-- START The data --
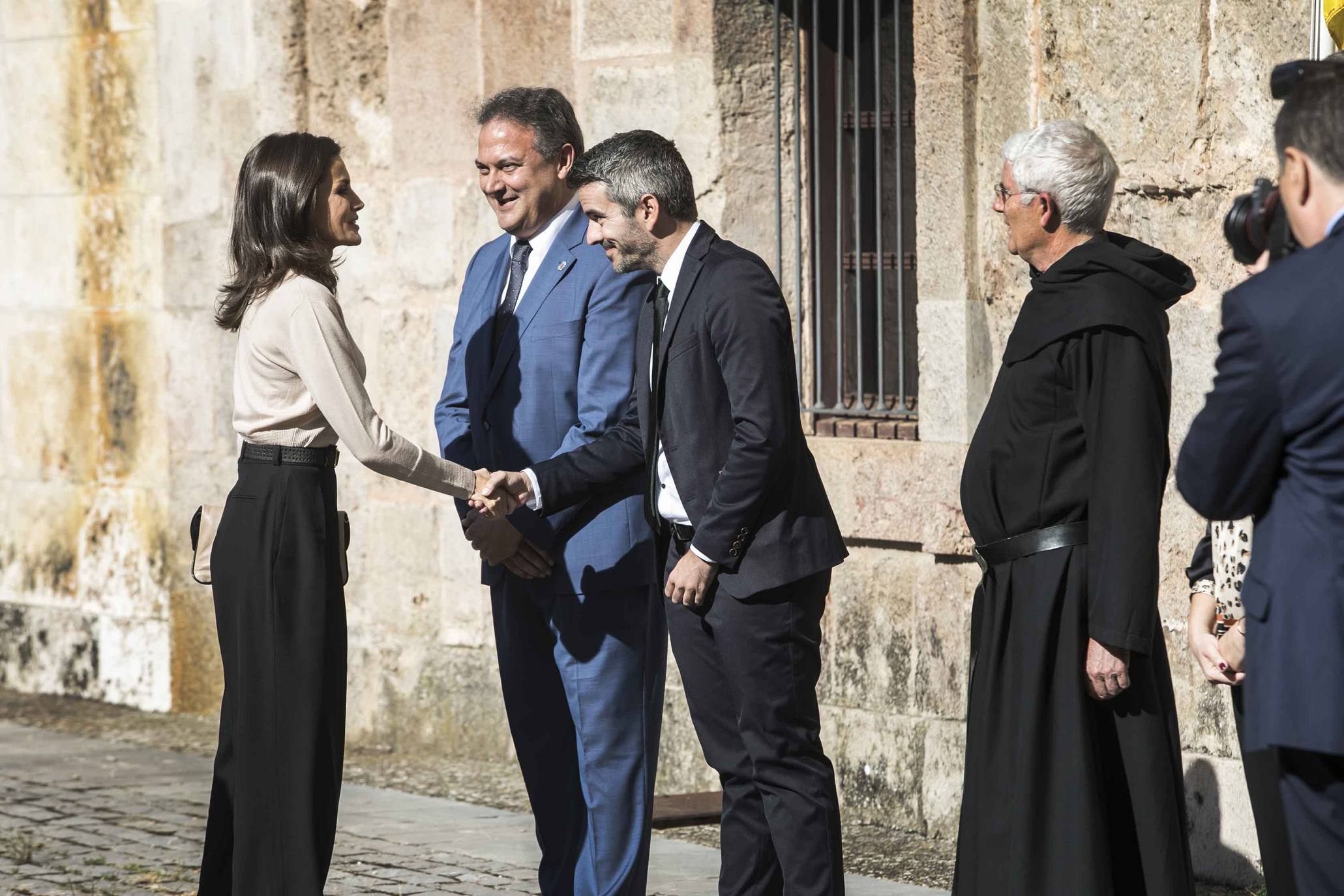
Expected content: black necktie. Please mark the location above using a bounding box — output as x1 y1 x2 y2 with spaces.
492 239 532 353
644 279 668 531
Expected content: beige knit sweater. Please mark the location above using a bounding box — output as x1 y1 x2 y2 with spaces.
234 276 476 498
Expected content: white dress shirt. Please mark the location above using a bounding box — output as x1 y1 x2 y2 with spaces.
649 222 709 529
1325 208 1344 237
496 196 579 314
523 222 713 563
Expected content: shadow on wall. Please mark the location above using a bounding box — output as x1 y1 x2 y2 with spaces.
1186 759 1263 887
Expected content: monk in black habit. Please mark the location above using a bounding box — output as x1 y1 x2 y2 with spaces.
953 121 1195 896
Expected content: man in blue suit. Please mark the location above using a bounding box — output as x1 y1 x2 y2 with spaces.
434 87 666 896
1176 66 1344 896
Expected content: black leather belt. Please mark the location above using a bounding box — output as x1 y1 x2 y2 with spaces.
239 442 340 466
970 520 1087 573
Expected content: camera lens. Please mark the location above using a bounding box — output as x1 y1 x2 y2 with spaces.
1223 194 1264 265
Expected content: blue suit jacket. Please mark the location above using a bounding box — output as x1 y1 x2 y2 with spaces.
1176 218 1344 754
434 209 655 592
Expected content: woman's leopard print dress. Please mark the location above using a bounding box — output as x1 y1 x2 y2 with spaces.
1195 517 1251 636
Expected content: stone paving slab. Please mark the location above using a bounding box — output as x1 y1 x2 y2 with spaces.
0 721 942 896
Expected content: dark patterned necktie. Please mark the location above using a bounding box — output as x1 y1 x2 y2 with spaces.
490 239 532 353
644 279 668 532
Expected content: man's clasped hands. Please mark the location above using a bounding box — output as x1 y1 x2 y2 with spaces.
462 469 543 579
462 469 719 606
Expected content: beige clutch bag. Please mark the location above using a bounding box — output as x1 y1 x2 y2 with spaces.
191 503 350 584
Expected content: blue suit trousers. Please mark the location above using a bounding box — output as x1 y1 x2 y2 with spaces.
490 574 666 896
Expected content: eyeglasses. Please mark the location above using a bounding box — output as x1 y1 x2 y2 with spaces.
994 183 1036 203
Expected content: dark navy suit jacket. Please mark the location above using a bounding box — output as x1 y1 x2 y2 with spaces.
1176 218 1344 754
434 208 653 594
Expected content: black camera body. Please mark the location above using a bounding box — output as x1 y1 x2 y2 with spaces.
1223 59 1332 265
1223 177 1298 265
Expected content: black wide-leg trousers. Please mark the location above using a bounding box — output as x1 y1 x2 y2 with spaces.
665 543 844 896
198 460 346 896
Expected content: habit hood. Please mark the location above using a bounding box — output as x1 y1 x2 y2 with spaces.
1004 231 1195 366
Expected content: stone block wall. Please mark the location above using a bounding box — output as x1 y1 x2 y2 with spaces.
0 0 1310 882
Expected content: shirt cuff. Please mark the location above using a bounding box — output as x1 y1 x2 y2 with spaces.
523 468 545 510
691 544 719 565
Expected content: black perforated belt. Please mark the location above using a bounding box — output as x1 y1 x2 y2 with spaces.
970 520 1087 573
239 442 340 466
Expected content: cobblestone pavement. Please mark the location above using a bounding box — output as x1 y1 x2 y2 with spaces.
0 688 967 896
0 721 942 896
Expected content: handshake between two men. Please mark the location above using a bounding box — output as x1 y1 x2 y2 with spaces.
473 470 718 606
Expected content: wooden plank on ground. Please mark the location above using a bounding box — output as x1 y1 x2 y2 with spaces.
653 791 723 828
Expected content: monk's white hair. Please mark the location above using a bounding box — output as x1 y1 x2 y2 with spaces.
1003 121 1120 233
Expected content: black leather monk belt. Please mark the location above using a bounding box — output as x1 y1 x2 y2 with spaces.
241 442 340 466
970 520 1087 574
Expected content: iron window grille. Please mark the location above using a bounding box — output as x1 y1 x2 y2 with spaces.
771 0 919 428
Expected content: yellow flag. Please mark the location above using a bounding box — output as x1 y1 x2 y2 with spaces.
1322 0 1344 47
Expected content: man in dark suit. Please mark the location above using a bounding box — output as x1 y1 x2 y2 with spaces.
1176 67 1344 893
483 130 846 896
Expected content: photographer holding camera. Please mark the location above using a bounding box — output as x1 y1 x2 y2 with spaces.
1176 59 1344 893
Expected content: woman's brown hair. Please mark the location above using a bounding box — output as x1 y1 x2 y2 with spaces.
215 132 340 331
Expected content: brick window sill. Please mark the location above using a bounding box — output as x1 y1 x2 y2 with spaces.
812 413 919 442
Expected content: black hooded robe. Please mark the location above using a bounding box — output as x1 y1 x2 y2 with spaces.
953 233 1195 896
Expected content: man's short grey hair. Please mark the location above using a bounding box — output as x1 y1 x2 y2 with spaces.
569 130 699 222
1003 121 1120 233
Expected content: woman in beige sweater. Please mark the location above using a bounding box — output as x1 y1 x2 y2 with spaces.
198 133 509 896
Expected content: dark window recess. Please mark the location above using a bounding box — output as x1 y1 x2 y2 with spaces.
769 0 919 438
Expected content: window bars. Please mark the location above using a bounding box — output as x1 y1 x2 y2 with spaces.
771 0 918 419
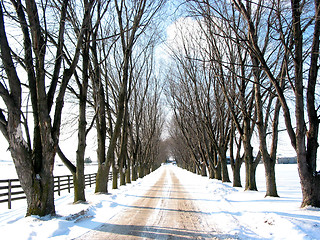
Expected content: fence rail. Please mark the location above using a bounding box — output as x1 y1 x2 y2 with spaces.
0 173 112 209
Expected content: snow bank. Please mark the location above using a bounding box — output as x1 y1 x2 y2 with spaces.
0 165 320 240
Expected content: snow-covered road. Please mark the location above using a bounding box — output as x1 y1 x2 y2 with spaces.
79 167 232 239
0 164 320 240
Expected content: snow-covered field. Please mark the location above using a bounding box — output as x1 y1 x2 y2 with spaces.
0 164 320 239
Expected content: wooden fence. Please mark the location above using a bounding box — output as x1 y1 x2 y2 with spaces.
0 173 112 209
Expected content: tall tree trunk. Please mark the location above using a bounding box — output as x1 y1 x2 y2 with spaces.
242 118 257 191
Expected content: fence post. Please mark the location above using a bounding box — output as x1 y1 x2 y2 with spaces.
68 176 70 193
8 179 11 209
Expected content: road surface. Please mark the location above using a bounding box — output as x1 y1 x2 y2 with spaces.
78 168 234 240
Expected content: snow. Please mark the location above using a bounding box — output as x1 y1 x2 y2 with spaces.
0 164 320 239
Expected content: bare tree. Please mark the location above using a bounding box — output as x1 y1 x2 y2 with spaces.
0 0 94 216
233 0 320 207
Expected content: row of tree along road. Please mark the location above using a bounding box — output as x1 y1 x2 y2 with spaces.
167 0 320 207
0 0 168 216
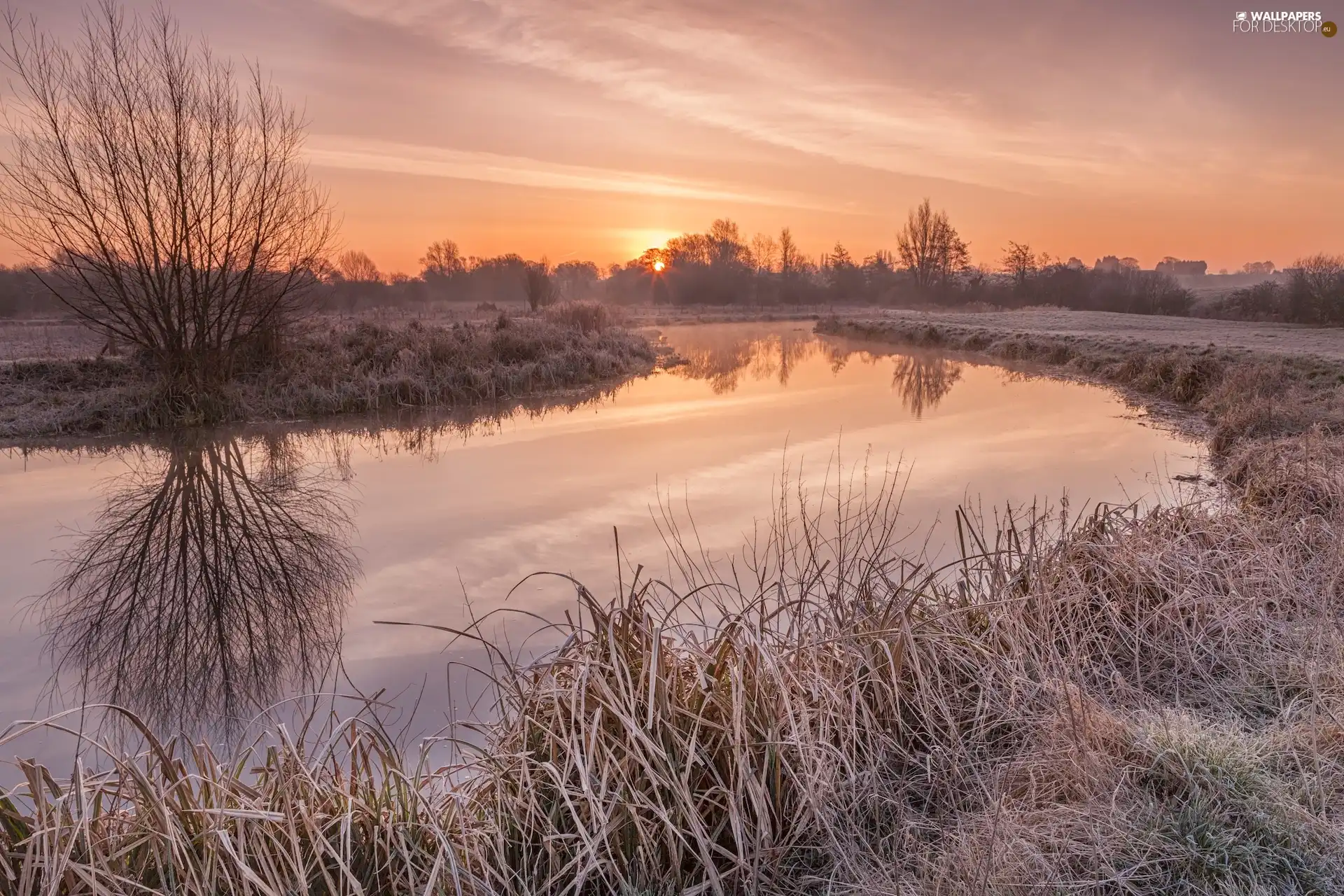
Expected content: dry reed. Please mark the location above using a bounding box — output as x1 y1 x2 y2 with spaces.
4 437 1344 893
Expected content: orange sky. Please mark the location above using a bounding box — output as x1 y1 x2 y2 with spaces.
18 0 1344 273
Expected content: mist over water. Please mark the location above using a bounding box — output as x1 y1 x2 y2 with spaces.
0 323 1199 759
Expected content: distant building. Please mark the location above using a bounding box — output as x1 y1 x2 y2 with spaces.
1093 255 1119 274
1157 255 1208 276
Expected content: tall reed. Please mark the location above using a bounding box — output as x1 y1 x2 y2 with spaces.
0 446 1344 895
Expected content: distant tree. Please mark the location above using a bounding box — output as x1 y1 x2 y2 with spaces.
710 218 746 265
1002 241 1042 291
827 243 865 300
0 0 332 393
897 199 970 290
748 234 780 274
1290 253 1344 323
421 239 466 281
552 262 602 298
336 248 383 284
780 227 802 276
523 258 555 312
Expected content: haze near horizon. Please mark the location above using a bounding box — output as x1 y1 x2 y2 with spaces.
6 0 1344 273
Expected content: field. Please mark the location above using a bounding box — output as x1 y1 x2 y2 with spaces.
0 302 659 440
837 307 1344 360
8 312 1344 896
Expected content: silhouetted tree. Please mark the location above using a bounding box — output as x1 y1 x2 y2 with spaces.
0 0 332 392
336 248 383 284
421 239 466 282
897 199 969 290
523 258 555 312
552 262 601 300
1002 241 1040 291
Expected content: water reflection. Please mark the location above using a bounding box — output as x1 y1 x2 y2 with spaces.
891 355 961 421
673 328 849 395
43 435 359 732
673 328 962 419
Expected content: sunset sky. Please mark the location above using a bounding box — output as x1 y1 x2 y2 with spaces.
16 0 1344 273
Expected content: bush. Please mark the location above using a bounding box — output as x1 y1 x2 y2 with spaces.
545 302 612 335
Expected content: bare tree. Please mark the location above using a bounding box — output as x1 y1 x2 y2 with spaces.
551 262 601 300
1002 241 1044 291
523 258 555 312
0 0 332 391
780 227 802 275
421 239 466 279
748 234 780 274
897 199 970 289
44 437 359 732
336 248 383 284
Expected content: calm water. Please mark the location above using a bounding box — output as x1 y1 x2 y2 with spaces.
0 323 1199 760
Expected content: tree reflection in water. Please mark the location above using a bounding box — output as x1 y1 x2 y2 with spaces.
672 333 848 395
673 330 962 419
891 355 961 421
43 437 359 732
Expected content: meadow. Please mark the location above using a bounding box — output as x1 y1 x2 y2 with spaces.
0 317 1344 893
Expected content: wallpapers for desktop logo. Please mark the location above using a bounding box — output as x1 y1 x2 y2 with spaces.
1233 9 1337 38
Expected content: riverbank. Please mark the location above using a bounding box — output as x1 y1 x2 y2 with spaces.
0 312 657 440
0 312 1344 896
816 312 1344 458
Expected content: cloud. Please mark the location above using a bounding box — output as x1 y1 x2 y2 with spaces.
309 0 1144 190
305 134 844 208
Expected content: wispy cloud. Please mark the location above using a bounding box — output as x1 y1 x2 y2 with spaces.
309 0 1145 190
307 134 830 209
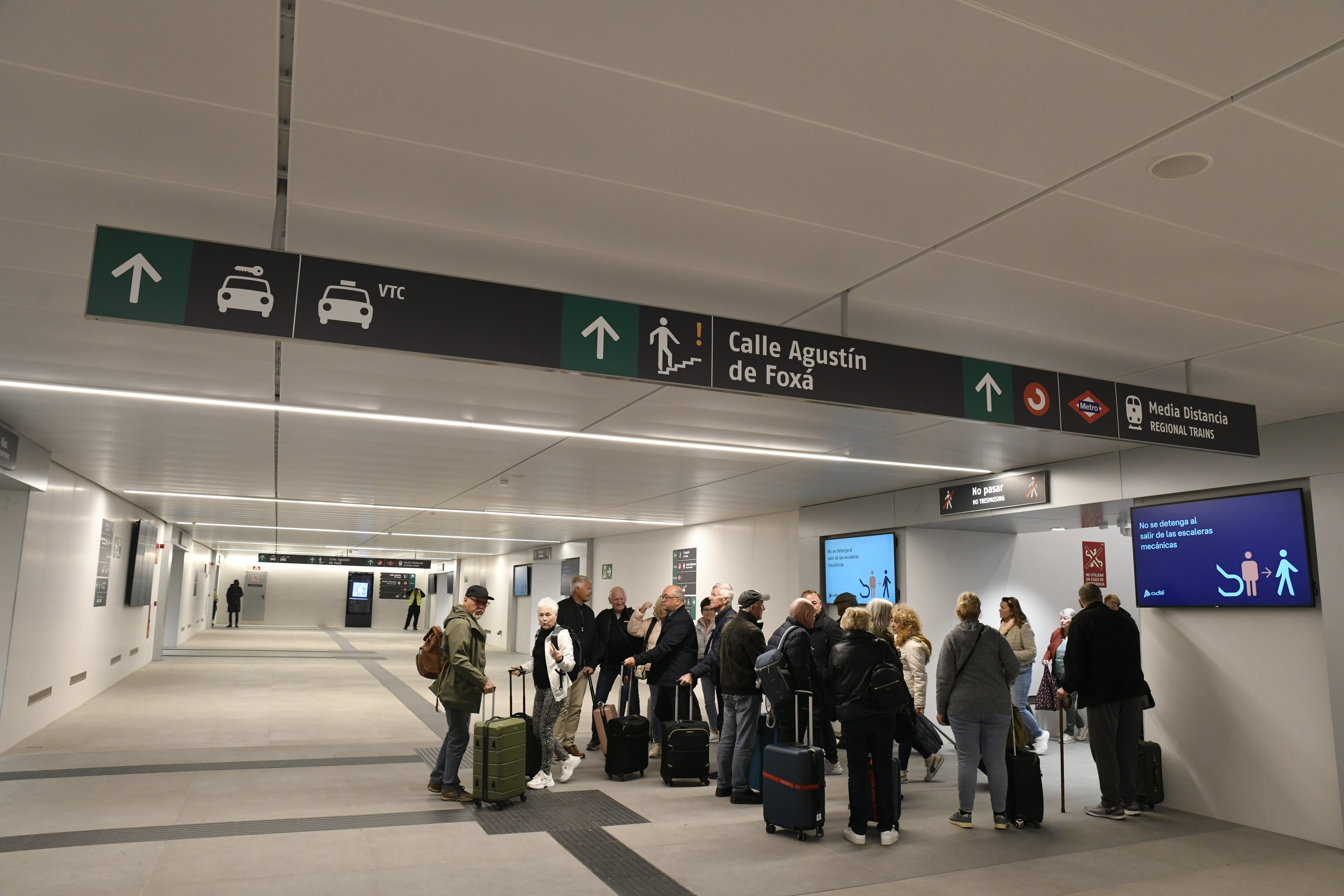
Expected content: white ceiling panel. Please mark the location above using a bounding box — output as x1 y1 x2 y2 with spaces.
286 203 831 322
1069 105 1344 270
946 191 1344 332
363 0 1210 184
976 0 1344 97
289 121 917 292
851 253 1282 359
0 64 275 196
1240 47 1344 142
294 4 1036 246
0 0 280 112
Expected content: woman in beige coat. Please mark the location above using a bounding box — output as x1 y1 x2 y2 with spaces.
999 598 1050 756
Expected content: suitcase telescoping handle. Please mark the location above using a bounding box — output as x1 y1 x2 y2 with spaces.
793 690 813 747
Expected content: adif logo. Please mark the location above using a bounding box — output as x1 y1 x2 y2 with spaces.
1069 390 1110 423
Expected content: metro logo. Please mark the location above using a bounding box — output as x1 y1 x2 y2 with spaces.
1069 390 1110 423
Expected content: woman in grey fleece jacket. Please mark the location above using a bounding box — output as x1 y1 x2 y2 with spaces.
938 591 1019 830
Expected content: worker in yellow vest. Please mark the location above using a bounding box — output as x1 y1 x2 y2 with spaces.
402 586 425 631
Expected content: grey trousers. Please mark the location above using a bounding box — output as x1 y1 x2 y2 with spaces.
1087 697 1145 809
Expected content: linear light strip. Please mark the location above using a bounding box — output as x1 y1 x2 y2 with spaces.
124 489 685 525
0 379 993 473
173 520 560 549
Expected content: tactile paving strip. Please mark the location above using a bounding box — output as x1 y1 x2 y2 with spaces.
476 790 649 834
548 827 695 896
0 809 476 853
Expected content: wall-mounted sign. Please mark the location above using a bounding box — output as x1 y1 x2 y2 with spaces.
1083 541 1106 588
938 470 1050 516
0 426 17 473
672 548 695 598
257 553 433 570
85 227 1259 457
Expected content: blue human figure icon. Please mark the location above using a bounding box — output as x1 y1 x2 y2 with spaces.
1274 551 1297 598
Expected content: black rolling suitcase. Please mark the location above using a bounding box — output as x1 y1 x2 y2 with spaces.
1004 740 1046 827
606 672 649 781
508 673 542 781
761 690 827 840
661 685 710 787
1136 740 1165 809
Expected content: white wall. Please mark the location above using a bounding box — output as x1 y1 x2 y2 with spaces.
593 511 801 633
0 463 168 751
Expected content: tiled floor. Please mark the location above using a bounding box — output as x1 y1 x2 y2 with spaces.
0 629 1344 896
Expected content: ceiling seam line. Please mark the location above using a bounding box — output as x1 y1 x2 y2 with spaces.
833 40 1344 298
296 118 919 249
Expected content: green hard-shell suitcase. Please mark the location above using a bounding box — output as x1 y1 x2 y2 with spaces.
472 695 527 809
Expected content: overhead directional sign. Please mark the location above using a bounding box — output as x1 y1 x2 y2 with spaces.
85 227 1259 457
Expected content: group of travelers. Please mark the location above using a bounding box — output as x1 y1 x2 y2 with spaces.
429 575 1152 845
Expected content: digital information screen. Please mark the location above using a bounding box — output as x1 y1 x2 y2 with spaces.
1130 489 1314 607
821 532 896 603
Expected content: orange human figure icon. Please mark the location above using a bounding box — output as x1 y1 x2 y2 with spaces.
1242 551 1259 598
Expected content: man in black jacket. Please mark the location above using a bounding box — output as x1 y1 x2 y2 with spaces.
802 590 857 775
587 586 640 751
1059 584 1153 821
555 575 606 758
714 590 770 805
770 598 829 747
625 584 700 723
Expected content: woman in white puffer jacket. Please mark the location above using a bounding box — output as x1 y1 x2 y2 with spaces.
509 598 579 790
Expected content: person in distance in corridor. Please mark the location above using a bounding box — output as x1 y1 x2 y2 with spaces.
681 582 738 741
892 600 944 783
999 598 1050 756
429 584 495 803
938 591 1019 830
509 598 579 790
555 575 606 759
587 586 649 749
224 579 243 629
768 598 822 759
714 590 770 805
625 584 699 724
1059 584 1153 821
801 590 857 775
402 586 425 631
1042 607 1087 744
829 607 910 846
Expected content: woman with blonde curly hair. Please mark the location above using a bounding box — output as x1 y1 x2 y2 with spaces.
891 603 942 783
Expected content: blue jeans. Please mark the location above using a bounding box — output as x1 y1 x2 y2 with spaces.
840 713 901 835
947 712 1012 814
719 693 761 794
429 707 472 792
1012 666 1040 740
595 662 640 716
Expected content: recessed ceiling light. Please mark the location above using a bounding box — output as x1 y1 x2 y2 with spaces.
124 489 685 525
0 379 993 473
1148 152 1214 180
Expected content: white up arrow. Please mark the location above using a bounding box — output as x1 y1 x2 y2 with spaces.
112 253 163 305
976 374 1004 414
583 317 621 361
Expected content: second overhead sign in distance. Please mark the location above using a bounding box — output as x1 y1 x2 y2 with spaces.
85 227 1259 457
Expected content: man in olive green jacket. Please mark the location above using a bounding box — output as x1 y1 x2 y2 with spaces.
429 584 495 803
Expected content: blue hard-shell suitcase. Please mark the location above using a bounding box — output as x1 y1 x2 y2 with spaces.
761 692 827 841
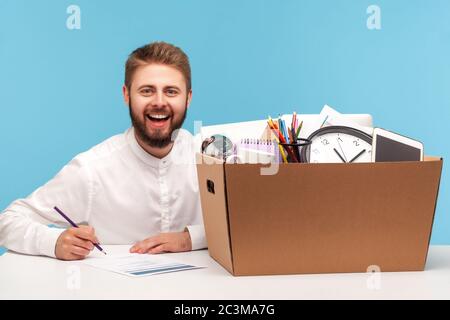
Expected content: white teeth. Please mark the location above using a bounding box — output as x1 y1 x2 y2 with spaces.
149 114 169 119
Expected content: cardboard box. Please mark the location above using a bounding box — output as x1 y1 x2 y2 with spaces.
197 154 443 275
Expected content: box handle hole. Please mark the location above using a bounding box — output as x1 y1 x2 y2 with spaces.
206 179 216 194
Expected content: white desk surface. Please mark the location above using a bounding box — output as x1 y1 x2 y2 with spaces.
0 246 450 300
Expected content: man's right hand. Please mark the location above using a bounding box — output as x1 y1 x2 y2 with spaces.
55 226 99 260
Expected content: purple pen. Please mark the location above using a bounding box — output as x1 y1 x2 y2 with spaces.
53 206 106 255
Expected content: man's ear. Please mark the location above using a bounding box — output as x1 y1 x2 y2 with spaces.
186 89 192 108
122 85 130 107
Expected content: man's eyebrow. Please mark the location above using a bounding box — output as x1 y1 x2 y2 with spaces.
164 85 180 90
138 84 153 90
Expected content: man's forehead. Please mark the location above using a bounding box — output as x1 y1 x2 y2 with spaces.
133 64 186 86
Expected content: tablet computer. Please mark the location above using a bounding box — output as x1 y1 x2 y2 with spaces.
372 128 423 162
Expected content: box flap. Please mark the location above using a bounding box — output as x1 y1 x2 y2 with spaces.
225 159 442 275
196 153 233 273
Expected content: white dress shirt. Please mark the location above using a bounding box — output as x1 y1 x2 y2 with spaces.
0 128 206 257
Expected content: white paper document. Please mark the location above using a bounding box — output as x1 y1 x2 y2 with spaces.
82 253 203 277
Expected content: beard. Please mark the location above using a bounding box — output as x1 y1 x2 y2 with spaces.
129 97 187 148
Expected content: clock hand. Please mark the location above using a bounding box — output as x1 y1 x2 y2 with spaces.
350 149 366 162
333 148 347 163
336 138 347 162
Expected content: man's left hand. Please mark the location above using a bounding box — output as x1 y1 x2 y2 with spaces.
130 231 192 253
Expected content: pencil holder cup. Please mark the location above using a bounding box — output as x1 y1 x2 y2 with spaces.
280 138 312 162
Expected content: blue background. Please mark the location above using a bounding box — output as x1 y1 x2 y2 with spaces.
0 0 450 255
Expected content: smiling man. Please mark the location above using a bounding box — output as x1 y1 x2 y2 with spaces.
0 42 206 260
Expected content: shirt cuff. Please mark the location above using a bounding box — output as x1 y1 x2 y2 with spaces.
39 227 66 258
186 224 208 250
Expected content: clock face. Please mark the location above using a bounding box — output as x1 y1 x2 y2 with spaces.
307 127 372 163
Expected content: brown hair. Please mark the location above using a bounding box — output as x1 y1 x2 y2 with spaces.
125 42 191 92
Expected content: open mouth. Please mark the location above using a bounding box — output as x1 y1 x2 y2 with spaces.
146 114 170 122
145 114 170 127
-- END The data --
[Written exercise] Could you transcribe, character for character, the lines from the one containing "Expected content: field." through the one containing "0 323 1199 760", including both of those lines?

[Task solution]
Expected content: field. Please mark the location above using a bounding box — output as x1 y1 x2 y2 with spaces.
0 302 659 440
837 307 1344 360
8 312 1344 896
Expected content: silhouetted tree. Please mark the location above using a bounding box — output as x1 y1 x2 y2 with spaces.
0 0 332 392
336 248 383 284
421 239 466 282
897 199 969 290
523 258 555 312
552 262 601 300
1002 241 1040 291
Expected content: water reflection. Please mark the location above using a bounding box — output as x1 y1 x2 y2 with spaces.
891 355 961 421
673 328 849 395
43 435 359 732
673 328 962 419
Expected content: sunset sky. Please mark the location above using a bounding box — output as x1 y1 x2 y2 with spaces.
16 0 1344 273
Expected content: bush. Please mark the location above using a bounding box — output as x1 y1 x2 y2 with spaces.
545 302 612 335
Expected content: bare tree. Please mark the location above using a bounding box — output as x1 y1 x2 y2 with spaces.
551 262 601 300
1002 241 1044 291
523 258 555 312
0 0 332 391
780 227 802 275
421 239 466 279
748 234 780 274
897 199 970 289
44 437 359 732
336 248 383 284
Expected content: calm water. Please mark the location above using a bounding box — output as x1 y1 x2 y2 with spaces.
0 323 1199 760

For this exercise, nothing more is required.